(Stored records)
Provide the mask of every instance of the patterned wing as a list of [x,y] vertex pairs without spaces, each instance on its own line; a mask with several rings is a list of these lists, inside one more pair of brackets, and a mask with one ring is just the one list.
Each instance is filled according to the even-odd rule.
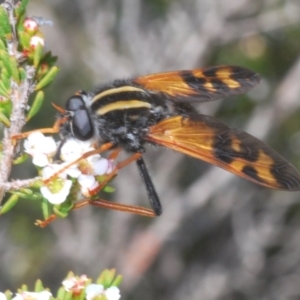
[[205,115],[175,116],[151,127],[146,140],[217,165],[273,189],[300,190],[300,173],[250,134]]
[[218,66],[151,74],[133,82],[174,101],[205,102],[246,93],[260,82],[260,76],[241,67]]

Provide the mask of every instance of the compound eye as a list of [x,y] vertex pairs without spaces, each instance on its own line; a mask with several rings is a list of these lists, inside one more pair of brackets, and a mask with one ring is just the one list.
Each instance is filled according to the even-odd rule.
[[66,103],[66,110],[76,112],[78,109],[85,109],[85,103],[81,96],[72,96]]
[[94,128],[86,109],[77,109],[72,117],[73,135],[81,140],[86,141],[93,137]]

- **Goal of the exercise**:
What is needed here is an exact transcription of every record above, with images excluded.

- **Exercise response**:
Provide the mask of every instance of the patterned wing as a list of [x,y] vertex pairs without spaces, each instance on its own line; a mask with several rings is a list of these lists, inside one more pair of brackets, and a mask with one ring is just the one list.
Each instance is filled according to the even-odd rule.
[[205,115],[175,116],[151,127],[146,140],[217,165],[273,189],[300,190],[300,173],[250,134]]
[[218,66],[151,74],[133,82],[174,101],[205,102],[246,93],[260,82],[260,76],[241,67]]

Provide the mask of every instance of the compound eye as a list of [x,y] vertex pairs without spaces, each instance on its own line; a mask with several rings is a list of these lists, inside one more pair of brackets, and a mask with one ring is just the one list.
Each instance is filled according to the even-odd rule.
[[66,103],[66,110],[76,112],[78,109],[85,109],[85,103],[81,96],[72,96]]
[[94,128],[86,109],[77,109],[72,117],[73,135],[81,140],[86,141],[93,137]]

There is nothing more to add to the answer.